» **Text block**
Mackerras and Chailly can hardly be called "HIP", and I'd characterize Gardiner as "HIP for people who don't really want HIP".


----------



## Merl

wkasimer said:


> Mackerras and Chailly can hardly be called "HIP", and I'd characterize Gardiner as "HIP for people who don't really want HIP".


Chailly and Mackerras (RLPO) are not true HIP but rather 'HIP-sympathetic' relating to tempi. They use some HIP ideals with bigger forces.


----------



## Larkenfield

. . . . . . . . . . . .


----------



## Larkenfield

Along with Bruno Walter's CSO cycle (except for the last two movements of the 9th), I consider Blomstedt with the_ Staatskapelle Dresden_ as one of the great cycles (also available as a download). These are live recordings, well recording, _noble, elevating and inspired_. I think even Beethoven would have loved them if he hadn't been stone deaf-and I often start with the 1st and go through them all in one day. None are walkthroughs, including the 5th. Ken Burns used Blomstedt's 9th with the Dresden in his excellent _Frank Lloyd Wright_ documentary and I can understand why-one of the best I've heard. (Wright loved the 'architecture' of Beethoven.) Blomstedt was a major conductor and I believe his first cycle is worth considering in greater detail. In any event, an _excellent survey_ by Merl.

» **Listing**
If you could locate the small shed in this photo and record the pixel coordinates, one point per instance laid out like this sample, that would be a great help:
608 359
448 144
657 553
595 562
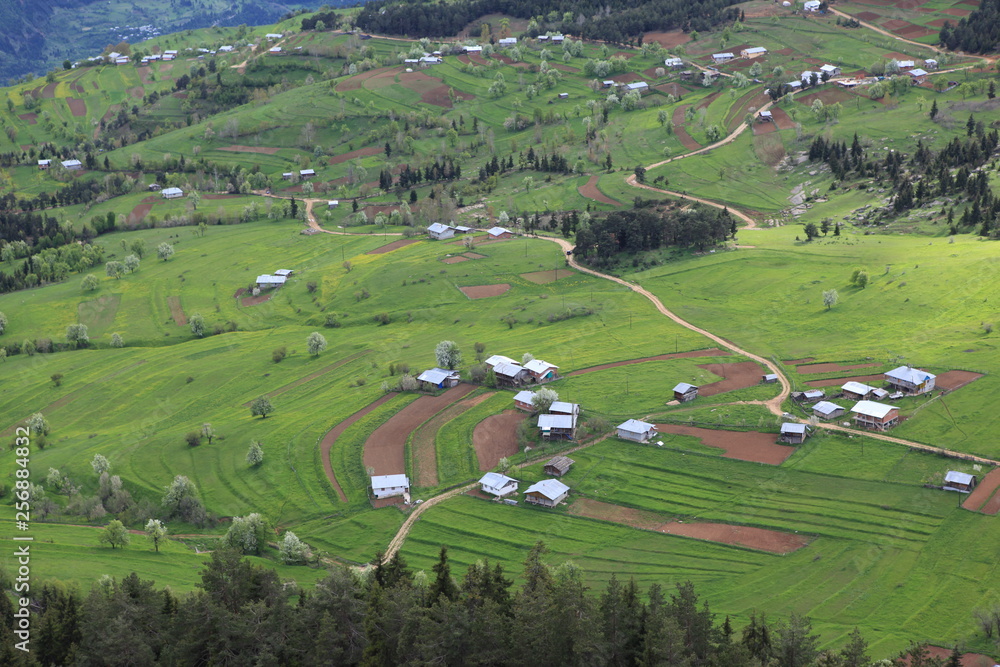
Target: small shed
558 466
794 434
547 493
498 484
557 426
685 392
525 400
827 410
386 486
959 481
438 378
636 431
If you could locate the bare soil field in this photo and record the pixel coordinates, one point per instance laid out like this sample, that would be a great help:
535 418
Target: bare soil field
829 367
331 437
952 380
484 291
422 446
176 311
761 539
266 150
742 445
496 437
735 376
713 352
389 247
385 448
590 191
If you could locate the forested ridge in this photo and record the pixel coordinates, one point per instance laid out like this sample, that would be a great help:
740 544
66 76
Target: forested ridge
242 614
618 21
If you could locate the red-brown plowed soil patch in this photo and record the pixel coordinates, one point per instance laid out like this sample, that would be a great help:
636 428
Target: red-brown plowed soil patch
496 437
590 191
267 150
679 131
422 447
836 382
984 491
385 448
952 380
667 40
176 311
331 437
830 367
743 445
361 152
389 247
761 539
735 376
484 291
713 352
77 107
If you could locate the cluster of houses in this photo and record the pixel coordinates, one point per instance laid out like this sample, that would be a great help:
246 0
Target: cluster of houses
268 281
509 373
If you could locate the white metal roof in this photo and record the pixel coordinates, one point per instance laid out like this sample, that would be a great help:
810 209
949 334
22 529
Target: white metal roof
390 481
872 409
550 488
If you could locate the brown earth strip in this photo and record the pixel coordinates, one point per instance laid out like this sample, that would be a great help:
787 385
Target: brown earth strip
713 352
590 191
742 445
830 367
389 247
331 437
385 448
422 447
176 311
735 376
484 291
761 539
496 437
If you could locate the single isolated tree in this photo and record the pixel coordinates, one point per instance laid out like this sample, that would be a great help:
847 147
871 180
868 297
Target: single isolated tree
448 354
262 407
115 534
830 298
315 343
255 455
156 532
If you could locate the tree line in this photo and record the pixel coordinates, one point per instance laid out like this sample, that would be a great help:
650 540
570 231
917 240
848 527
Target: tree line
243 614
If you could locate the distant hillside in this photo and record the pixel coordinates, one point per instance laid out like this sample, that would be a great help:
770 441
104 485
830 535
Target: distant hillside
40 34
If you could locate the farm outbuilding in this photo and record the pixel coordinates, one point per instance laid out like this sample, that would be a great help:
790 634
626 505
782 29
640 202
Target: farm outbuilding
685 392
910 380
386 486
548 493
959 481
438 378
558 466
827 410
636 431
497 484
794 434
878 416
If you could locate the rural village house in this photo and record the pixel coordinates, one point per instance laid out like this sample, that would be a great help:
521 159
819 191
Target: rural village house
386 486
548 493
558 466
498 484
438 378
878 416
636 431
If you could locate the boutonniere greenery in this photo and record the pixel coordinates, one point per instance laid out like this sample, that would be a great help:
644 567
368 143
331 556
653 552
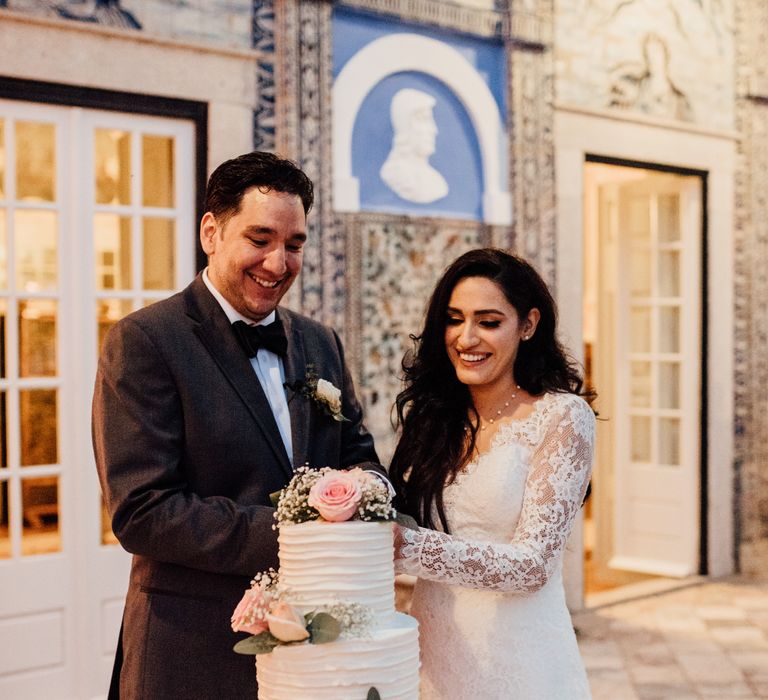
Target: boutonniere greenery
321 392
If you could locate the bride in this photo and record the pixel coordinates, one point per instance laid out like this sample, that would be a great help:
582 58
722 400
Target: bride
493 461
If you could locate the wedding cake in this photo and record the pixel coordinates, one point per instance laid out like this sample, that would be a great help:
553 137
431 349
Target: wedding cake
320 563
344 570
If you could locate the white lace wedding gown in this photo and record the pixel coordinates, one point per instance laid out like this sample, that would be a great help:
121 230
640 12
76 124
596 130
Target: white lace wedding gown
489 598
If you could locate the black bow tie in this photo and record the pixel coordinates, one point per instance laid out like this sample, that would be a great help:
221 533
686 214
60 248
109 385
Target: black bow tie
270 337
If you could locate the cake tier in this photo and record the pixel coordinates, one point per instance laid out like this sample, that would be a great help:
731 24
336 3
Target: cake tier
388 660
350 562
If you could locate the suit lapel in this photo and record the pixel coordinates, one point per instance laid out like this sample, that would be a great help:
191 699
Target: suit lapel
298 406
214 332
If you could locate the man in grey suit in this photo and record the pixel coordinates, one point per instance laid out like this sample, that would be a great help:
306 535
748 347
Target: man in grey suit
196 421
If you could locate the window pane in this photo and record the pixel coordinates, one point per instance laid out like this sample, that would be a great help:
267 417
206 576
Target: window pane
669 273
640 384
2 159
112 166
3 432
5 534
159 253
669 329
37 338
640 330
40 509
669 218
3 249
39 432
639 273
112 243
35 162
640 438
3 330
36 250
109 312
107 536
669 385
157 170
669 441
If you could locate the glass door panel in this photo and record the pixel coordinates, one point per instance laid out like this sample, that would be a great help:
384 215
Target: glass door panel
35 161
645 231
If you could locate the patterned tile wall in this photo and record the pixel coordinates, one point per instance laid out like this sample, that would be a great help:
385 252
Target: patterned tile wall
221 22
401 261
751 293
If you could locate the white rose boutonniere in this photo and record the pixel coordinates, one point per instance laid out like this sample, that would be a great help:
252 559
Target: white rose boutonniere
329 395
323 393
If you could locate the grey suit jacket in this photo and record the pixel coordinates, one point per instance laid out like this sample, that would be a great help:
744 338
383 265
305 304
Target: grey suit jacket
188 452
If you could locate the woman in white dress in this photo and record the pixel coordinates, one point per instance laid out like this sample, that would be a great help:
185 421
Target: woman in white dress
493 461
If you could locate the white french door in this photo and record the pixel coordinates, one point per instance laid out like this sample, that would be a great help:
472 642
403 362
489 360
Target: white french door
95 221
648 366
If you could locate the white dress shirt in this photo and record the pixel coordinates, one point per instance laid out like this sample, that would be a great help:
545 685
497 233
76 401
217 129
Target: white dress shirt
268 367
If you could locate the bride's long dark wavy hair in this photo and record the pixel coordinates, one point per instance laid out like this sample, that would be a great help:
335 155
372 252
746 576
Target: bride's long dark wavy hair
435 412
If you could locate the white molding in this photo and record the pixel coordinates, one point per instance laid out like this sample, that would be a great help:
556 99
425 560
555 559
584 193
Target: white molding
619 115
650 566
400 52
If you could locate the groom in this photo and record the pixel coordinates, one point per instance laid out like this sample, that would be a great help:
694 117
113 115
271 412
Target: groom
193 428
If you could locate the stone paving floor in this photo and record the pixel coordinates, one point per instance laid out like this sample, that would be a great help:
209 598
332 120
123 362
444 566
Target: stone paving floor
706 640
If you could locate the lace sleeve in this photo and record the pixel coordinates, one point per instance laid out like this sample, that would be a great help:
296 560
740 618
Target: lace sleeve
557 480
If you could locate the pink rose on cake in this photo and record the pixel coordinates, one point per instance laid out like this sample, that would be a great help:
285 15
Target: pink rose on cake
286 624
336 495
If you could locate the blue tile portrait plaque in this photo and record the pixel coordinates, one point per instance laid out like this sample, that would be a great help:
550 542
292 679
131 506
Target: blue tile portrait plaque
418 122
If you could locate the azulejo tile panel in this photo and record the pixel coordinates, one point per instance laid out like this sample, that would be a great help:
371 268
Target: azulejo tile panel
401 262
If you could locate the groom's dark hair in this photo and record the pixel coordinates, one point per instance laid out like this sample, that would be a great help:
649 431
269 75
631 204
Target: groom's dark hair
267 171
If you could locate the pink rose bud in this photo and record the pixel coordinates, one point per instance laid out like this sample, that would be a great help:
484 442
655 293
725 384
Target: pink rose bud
336 496
250 613
286 623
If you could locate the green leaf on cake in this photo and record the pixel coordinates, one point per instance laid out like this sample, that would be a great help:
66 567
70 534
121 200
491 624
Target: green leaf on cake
406 521
324 628
262 643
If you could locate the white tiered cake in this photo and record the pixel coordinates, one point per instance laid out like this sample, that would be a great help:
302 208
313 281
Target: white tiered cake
322 563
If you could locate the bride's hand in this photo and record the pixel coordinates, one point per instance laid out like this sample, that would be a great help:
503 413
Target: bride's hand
398 539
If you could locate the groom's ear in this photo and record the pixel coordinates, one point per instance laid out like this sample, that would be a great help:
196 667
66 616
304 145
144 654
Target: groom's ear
209 227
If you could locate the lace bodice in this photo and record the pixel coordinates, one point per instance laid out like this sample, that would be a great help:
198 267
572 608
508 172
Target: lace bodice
550 452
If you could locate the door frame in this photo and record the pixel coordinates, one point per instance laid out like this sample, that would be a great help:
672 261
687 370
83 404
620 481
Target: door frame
701 262
90 665
582 134
65 95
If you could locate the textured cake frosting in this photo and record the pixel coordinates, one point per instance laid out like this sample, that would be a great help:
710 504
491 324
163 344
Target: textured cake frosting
323 563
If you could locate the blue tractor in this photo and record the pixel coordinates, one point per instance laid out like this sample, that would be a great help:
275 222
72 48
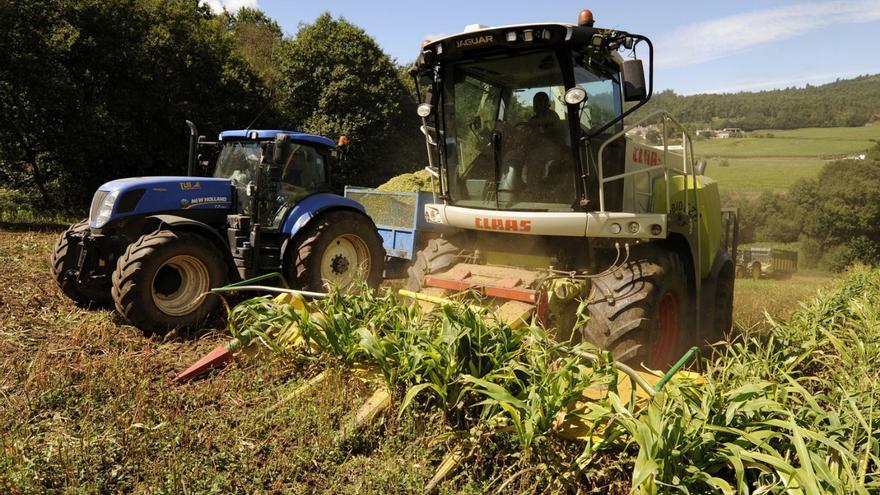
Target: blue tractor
155 246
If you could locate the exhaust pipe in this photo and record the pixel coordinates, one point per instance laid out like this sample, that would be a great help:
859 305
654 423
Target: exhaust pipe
193 143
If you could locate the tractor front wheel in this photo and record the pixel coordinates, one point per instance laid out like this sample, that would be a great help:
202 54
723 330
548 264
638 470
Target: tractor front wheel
63 262
756 270
162 281
643 311
336 250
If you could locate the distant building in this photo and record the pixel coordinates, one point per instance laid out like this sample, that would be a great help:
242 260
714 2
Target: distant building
725 133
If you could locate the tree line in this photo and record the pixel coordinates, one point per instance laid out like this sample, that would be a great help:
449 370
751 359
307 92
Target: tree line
833 218
92 90
843 103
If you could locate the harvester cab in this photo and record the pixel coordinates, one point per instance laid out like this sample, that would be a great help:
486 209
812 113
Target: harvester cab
608 233
155 246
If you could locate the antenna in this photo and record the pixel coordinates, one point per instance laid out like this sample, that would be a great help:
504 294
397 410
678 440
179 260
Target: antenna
259 114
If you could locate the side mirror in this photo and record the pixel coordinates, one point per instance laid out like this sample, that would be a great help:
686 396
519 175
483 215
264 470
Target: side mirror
575 96
280 148
634 88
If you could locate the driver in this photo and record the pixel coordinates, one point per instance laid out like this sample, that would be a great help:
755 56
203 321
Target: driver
545 119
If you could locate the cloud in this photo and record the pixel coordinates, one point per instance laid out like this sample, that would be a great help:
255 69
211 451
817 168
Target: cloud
711 40
229 5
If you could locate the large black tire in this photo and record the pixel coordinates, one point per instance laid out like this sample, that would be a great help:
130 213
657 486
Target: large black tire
438 255
159 282
61 261
337 248
627 305
755 270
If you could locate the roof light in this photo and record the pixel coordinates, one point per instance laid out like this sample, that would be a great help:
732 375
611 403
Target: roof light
424 110
475 27
585 18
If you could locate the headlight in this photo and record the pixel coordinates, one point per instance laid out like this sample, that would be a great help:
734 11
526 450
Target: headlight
101 214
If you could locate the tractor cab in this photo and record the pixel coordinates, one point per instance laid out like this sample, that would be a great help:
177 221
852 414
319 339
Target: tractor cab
271 171
512 108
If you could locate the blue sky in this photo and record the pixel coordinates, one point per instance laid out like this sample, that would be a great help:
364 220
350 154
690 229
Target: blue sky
702 46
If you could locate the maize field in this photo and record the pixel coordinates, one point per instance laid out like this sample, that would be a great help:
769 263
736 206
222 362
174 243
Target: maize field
368 394
791 411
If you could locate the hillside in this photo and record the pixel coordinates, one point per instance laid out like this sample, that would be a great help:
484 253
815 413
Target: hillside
843 103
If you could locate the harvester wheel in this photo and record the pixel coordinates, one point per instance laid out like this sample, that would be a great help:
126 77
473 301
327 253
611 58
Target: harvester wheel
162 280
643 311
61 261
437 256
337 248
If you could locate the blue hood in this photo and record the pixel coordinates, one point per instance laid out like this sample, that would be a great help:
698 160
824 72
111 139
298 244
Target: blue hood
149 195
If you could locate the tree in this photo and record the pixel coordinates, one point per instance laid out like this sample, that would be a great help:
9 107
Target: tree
92 90
258 39
336 80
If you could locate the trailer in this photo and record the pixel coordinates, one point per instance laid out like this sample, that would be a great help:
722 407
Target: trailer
758 262
403 229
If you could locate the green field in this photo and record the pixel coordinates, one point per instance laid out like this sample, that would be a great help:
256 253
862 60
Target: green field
755 175
759 164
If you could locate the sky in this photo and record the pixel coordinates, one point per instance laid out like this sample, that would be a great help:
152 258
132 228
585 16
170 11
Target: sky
700 46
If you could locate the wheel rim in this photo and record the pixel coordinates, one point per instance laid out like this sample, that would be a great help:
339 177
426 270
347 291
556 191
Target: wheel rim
179 285
346 257
667 334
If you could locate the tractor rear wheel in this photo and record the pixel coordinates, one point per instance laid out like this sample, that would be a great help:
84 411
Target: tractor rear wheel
62 261
162 281
438 255
643 311
337 249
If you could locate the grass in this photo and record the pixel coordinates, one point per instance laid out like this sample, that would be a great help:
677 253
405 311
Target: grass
757 175
754 300
756 165
88 405
800 143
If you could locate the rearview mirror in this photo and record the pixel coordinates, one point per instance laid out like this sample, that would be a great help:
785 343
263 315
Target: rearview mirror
280 148
634 88
575 96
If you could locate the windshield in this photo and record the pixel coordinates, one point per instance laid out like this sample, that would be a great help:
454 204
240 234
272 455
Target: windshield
508 145
603 96
238 161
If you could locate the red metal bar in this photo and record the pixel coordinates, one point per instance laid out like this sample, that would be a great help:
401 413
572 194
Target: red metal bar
513 294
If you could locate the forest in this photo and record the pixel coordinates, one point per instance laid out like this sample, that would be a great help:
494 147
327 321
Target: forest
843 103
93 90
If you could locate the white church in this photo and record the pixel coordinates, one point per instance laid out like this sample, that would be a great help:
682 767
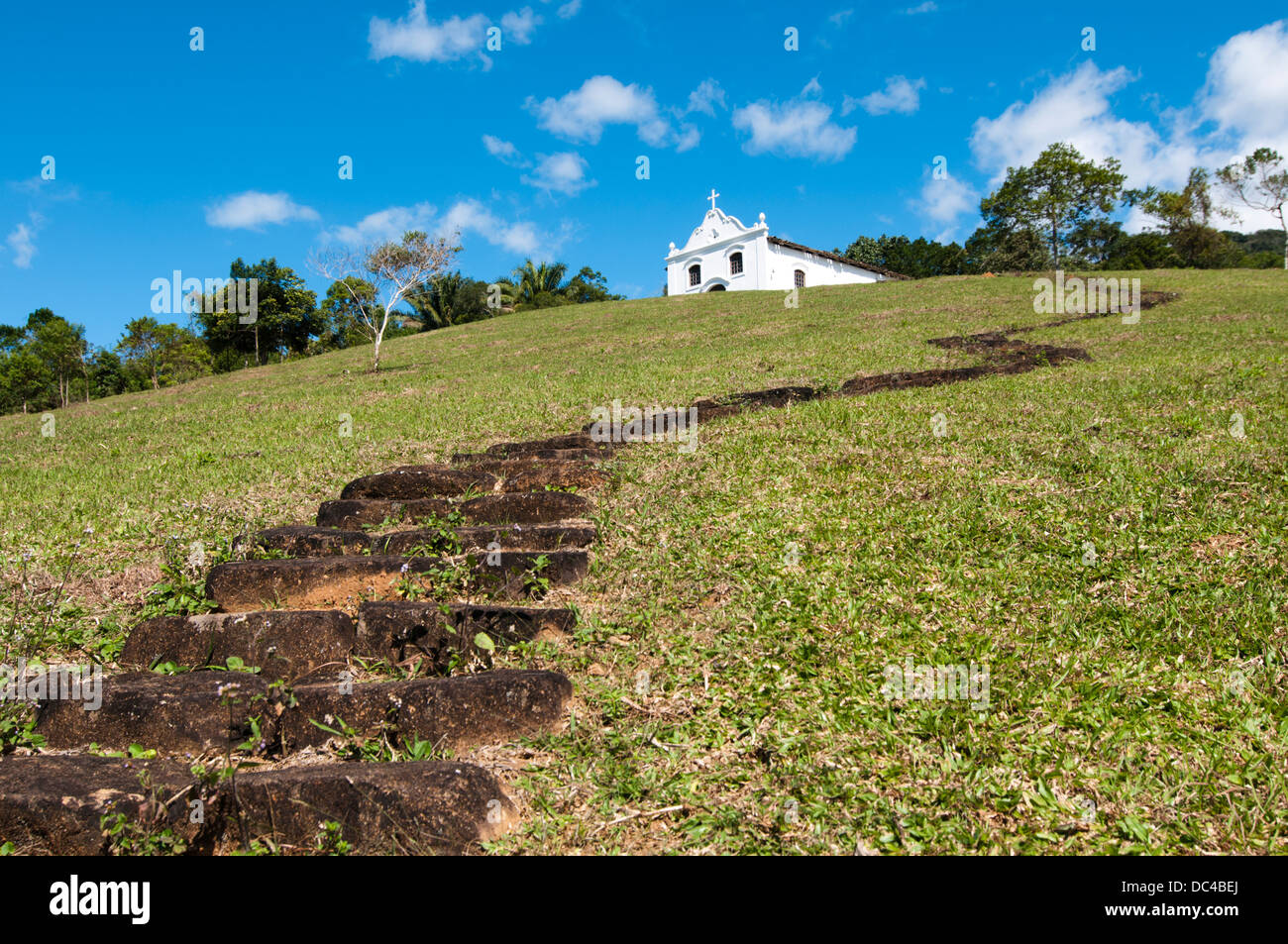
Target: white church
724 256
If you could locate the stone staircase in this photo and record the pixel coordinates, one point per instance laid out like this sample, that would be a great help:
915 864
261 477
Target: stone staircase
305 604
310 600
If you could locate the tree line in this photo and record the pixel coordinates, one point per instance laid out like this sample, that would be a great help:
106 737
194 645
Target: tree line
1056 214
47 361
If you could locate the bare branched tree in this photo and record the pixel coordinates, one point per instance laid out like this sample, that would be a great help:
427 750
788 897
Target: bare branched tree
1260 181
394 268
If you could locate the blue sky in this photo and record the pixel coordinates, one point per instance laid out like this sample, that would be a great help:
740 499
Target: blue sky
171 158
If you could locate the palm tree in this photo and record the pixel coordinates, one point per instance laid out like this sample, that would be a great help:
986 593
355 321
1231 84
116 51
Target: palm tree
529 279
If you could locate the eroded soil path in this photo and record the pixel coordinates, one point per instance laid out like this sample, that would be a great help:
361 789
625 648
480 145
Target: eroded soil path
421 570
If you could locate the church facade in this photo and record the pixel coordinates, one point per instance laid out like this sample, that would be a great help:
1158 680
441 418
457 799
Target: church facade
724 256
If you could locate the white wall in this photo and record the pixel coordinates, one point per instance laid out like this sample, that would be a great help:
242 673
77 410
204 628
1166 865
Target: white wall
715 266
784 262
764 264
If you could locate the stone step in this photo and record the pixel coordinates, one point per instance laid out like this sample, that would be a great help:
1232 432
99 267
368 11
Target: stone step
572 533
532 472
382 809
344 581
197 712
309 541
54 803
568 441
518 507
399 631
583 455
455 713
420 481
774 398
189 712
282 643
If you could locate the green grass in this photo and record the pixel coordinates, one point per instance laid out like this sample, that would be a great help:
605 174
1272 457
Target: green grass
1149 682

» **Written instruction 1**
Translate this sentence from the Beethoven recordings thread into Spanish: "Blomstedt was a major conductor and I believe his first cycle is worth considering in greater detail."
» **Written instruction 2**
Carry on the forum thread about Beethoven symphony recordings from the point where it stops.

» **Final result 1**
Blomstedt fue un director importante y creo que vale la pena examinar su primer ciclo con mayor detalle.

» **Final result 2**
Blomstedt/Dresden: https://www.amazon.com/Beethoven-Herbert-Blomstedt-Staatskapelle-Dresden/dp/B008VSNFQ4/ref=sr_1_2?crid=HC67EE98O8RE&keywords=herbert+blomstedt&qid=1550057044&s=dmusic&sprefix=Herbert+B%2Cpopular%2C214&sr=1-2; https://www.amazon.com/Beethoven-Complete-Symphonies-Ludwig-van/dp/B007NCP86E

(I also like Blomstedt's Schubert cycle with the Dresden.)


----------



## Merl

Larkenfield said:


> Along with Bruno Walter's CSO cycle (except for the last two movements of the 9th), I consider Blomstedt with the_ Staatskapelle Dresden_ as one of the great cycles (also available as a download). These are live recordings, well recording, _noble, elevating and inspired_. I think even Beethoven would have loved them if he hadn't been stone deaf-and I often start with the 1st and go through them all in one day. None are walkthroughs, including the 5th. Ken Burns used Blomstedt's 9th with the Dresden in his excellent _Frank Lloyd Wright_ documentary and I can understand why-one of the best I've heard. (Wright loved the 'architecture' of Beethoven.) Blomstedt was a major conductor and I believe his first cycle is worth mentioning. In any event, an _excellent survey_ by Merl.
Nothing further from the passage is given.